> _TRECHO SELECIONADO_:
Como tenho vivido neste último ano em solo norte-americano, onde continuo atuando em questões relacionadas a Compliance e Governança Corporativa, o foco desta matéria será a lei americana FCPA (Foreign Corrupt Practices Act), legislação cuja eficácia vem ganhando força a cada ano, o que a coloca no centro das preocupações da grande maioria das empresas com atuação internacional..

Cabe primeiramente uma introdução rápida sobre o que é, como surgiu, como foi aperfeiçoado e para que serve esse documento jurídico.

O FCPA. é uma lei americana instituída em 1977, criada com foco em duas linhas primárias de regulação: a primeira relacionada à transparência de contas e ao atendimento a requisitos contábeis; e a segunda direcionada ao combate a ações de suborno a funcionários públicos estrangeiros. De lá para cá essa lei teve duas importantes emendas, uma em 1988 e outra em 1998. Em novembro de 2012, o Departamento de Justiça americano – o DoJ – e a Securities and Exchange Commission – a SEC, ou o equivalente à nossa CVM – publicaram em conjunto um excelente guia para melhor entendimento e interpetação do FCPA. Trata-se do documento intitulado “A Resource Guide to the U.S. Foreign Corrupt Practices Act”, cuja leitura e análise aprofundada se mostra imprescindível para todos aqueles que trabalham com Compliance no Brasil e no exterior.

Importante notar que o assunto não é novo e que, apesar dos Estados Unidos talvez ter saído na frente por conta da maturidade de sua economia e das características globais de seu mercado, existe um movimento similar de combate à corrupção em outras partes do mundo.

Nesse contexto, destaca-se a lei britânica “UK Bribery Act”, que traz em seu conteúdo alguns dispositivos de combate à chamada corrupção privada, cujos efeitos podem ser igualmente ou até mais prejudiciais para os negócios quanto a corrupção de agentes públicos. Prova disso é o esquema de propinas envolvendo a FIFA e algumas confederações regionais e nacionais de futebol recentemente noticiado, o qual, embora pareça não envolver agentes públicos, vem atingindo em cheio a imagem e a reputação do esporte mais apreciado no mundo.

> _RESUMO DA TAREFA 1_: De acordo com o trecho sobre o FCPA, por que essa lei foi escolhida como foco da matéria? Responda em uma a três frases.

> _DADOS FORNECIDOS_:
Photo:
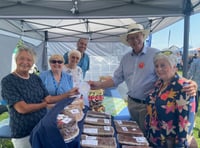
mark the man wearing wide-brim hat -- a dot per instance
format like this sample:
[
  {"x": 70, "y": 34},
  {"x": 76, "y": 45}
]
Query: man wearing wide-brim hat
[{"x": 137, "y": 70}]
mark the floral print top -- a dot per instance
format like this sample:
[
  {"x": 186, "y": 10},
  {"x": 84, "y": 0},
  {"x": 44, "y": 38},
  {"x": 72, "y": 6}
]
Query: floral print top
[{"x": 170, "y": 114}]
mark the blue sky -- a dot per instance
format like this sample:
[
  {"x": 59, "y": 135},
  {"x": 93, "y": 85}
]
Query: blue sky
[{"x": 160, "y": 39}]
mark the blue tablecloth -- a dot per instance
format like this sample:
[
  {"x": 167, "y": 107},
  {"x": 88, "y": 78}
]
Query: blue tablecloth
[{"x": 47, "y": 135}]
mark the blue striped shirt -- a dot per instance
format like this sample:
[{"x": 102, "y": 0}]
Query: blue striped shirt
[{"x": 137, "y": 70}]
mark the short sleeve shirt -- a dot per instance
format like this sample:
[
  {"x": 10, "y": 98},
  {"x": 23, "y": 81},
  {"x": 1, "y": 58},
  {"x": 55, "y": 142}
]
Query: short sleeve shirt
[{"x": 15, "y": 89}]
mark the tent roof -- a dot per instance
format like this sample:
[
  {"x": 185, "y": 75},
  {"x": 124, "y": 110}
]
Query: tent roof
[{"x": 100, "y": 20}]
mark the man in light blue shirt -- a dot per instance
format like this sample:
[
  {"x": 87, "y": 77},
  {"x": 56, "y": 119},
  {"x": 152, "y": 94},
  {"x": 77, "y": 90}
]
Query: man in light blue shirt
[
  {"x": 84, "y": 62},
  {"x": 137, "y": 70}
]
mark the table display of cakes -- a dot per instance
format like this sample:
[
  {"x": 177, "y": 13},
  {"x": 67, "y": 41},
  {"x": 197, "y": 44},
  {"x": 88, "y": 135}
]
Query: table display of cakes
[
  {"x": 98, "y": 131},
  {"x": 99, "y": 128},
  {"x": 67, "y": 120}
]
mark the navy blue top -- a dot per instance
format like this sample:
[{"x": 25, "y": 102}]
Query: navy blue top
[
  {"x": 54, "y": 88},
  {"x": 84, "y": 62},
  {"x": 32, "y": 90}
]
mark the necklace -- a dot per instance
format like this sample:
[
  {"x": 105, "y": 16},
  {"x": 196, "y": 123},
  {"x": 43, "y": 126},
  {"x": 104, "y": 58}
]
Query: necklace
[
  {"x": 23, "y": 77},
  {"x": 163, "y": 88}
]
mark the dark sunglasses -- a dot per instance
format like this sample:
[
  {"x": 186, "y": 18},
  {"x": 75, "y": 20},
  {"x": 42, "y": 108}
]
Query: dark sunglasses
[
  {"x": 73, "y": 57},
  {"x": 55, "y": 61},
  {"x": 165, "y": 52}
]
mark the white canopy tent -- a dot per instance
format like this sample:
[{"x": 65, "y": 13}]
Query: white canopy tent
[{"x": 57, "y": 24}]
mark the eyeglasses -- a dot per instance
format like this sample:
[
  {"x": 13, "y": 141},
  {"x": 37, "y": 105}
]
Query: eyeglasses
[
  {"x": 73, "y": 57},
  {"x": 55, "y": 61},
  {"x": 166, "y": 52}
]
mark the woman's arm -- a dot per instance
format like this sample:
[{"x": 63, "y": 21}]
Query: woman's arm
[
  {"x": 24, "y": 108},
  {"x": 185, "y": 114}
]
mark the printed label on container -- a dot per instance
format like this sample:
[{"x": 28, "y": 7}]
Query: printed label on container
[
  {"x": 90, "y": 142},
  {"x": 124, "y": 129},
  {"x": 107, "y": 128},
  {"x": 90, "y": 130},
  {"x": 92, "y": 119}
]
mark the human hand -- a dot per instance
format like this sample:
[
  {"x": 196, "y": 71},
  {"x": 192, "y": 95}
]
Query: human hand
[
  {"x": 72, "y": 92},
  {"x": 190, "y": 89},
  {"x": 48, "y": 99},
  {"x": 94, "y": 84}
]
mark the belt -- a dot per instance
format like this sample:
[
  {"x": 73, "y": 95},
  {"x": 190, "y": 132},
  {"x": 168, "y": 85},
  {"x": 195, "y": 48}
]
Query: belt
[{"x": 138, "y": 100}]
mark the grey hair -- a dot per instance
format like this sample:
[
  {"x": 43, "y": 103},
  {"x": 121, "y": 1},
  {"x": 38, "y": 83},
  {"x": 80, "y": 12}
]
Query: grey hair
[
  {"x": 27, "y": 49},
  {"x": 56, "y": 56},
  {"x": 171, "y": 58},
  {"x": 76, "y": 52}
]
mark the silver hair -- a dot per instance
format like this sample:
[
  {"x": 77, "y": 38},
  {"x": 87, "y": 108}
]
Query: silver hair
[
  {"x": 27, "y": 49},
  {"x": 167, "y": 55},
  {"x": 74, "y": 51},
  {"x": 56, "y": 56}
]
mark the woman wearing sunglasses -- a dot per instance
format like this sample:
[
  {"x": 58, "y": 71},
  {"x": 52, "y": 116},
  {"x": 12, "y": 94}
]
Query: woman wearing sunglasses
[
  {"x": 72, "y": 67},
  {"x": 170, "y": 112},
  {"x": 56, "y": 81},
  {"x": 27, "y": 97}
]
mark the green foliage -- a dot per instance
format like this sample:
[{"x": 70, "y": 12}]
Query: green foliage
[
  {"x": 4, "y": 116},
  {"x": 6, "y": 143}
]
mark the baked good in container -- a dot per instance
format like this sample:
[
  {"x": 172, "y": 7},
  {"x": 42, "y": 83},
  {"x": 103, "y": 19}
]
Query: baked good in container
[
  {"x": 98, "y": 142},
  {"x": 97, "y": 121},
  {"x": 98, "y": 130},
  {"x": 132, "y": 140}
]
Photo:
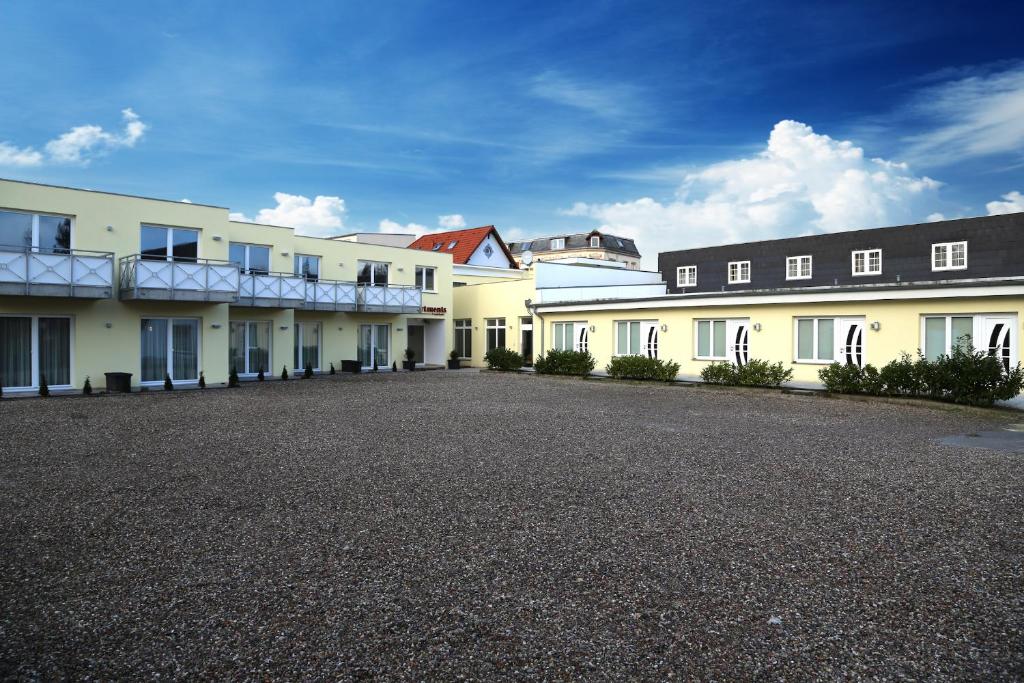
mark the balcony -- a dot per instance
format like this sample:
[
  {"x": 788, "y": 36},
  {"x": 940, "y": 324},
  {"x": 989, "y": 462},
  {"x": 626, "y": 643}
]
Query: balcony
[
  {"x": 73, "y": 273},
  {"x": 201, "y": 280},
  {"x": 390, "y": 299},
  {"x": 271, "y": 290}
]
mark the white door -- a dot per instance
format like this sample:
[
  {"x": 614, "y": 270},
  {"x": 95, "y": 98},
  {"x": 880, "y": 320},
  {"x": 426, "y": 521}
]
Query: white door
[
  {"x": 581, "y": 337},
  {"x": 996, "y": 339},
  {"x": 850, "y": 341},
  {"x": 648, "y": 337},
  {"x": 737, "y": 340}
]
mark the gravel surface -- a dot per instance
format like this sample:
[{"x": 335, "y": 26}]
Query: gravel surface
[{"x": 442, "y": 524}]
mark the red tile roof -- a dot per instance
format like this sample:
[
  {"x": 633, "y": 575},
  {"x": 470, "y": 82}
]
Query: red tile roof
[{"x": 466, "y": 241}]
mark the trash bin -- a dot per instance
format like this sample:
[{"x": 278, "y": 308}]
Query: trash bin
[{"x": 119, "y": 382}]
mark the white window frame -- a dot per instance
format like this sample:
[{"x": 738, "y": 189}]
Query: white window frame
[
  {"x": 686, "y": 275},
  {"x": 248, "y": 246},
  {"x": 170, "y": 348},
  {"x": 946, "y": 248},
  {"x": 711, "y": 342},
  {"x": 421, "y": 278},
  {"x": 462, "y": 326},
  {"x": 736, "y": 272},
  {"x": 34, "y": 352},
  {"x": 866, "y": 255},
  {"x": 799, "y": 262},
  {"x": 35, "y": 230}
]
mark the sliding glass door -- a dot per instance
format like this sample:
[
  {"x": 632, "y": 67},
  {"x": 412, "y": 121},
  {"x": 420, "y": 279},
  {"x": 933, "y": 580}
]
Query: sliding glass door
[
  {"x": 33, "y": 348},
  {"x": 170, "y": 346},
  {"x": 249, "y": 346}
]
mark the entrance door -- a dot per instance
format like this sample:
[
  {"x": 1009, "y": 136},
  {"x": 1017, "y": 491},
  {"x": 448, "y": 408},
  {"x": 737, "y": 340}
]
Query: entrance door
[
  {"x": 416, "y": 342},
  {"x": 526, "y": 339},
  {"x": 737, "y": 341},
  {"x": 375, "y": 345},
  {"x": 995, "y": 339},
  {"x": 850, "y": 341}
]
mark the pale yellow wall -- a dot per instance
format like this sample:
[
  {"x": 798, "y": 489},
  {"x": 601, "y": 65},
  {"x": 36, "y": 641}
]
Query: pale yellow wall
[
  {"x": 98, "y": 348},
  {"x": 899, "y": 331}
]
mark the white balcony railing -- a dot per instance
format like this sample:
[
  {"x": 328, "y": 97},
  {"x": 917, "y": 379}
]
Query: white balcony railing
[
  {"x": 273, "y": 290},
  {"x": 390, "y": 299},
  {"x": 72, "y": 272},
  {"x": 199, "y": 280}
]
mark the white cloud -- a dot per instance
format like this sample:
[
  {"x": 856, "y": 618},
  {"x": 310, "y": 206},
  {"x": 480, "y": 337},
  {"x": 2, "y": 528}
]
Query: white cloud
[
  {"x": 801, "y": 182},
  {"x": 320, "y": 217},
  {"x": 390, "y": 226},
  {"x": 453, "y": 222},
  {"x": 1013, "y": 203},
  {"x": 12, "y": 156},
  {"x": 82, "y": 142},
  {"x": 977, "y": 116}
]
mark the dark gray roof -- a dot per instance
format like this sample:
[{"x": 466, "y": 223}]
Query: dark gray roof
[
  {"x": 577, "y": 241},
  {"x": 995, "y": 249}
]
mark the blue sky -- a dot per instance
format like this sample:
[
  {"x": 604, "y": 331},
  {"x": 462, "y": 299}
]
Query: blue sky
[{"x": 677, "y": 123}]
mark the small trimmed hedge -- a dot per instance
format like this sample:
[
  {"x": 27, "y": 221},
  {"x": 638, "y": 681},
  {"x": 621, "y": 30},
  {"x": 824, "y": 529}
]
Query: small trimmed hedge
[
  {"x": 642, "y": 368},
  {"x": 580, "y": 364},
  {"x": 754, "y": 373},
  {"x": 503, "y": 358},
  {"x": 973, "y": 378}
]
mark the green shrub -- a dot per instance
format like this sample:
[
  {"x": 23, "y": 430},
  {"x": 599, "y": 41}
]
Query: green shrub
[
  {"x": 580, "y": 364},
  {"x": 762, "y": 373},
  {"x": 503, "y": 358},
  {"x": 642, "y": 368},
  {"x": 719, "y": 373},
  {"x": 841, "y": 378}
]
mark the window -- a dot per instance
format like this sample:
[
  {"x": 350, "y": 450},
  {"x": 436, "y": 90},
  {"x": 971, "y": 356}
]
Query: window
[
  {"x": 949, "y": 256},
  {"x": 170, "y": 346},
  {"x": 464, "y": 338},
  {"x": 306, "y": 345},
  {"x": 570, "y": 336},
  {"x": 943, "y": 333},
  {"x": 249, "y": 346},
  {"x": 739, "y": 271},
  {"x": 36, "y": 231},
  {"x": 307, "y": 266},
  {"x": 636, "y": 338},
  {"x": 686, "y": 275},
  {"x": 168, "y": 244},
  {"x": 425, "y": 278},
  {"x": 251, "y": 258},
  {"x": 496, "y": 333},
  {"x": 373, "y": 272},
  {"x": 33, "y": 347},
  {"x": 798, "y": 267},
  {"x": 867, "y": 262},
  {"x": 711, "y": 340}
]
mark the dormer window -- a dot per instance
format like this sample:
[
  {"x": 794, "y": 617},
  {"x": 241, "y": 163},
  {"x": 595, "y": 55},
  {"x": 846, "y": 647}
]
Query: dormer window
[{"x": 949, "y": 256}]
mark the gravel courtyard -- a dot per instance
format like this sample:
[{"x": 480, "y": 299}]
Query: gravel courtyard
[{"x": 443, "y": 524}]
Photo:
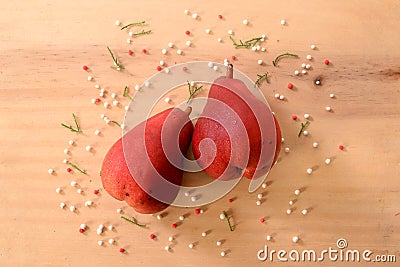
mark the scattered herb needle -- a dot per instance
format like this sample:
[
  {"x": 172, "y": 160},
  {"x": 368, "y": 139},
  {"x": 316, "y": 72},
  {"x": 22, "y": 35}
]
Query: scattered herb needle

> _RESUMO DA TAREFA 2_: Liste todas as linhas dos registros em que aparece a palavra "grey".

> _RESULTADO FINAL 1_: Quem escreve vive há um ano nos Estados Unidos, onde continua atuando em questões de Compliance e Governança Corporativa. Além disso, a eficácia do FCPA vem ganhando força a cada ano, o que coloca a lei no centro das preocupações da grande maioria das empresas com atuação internacional.

> _RESULTADO FINAL 2_:
mark the grey hair -- a dot per instance
Query: grey hair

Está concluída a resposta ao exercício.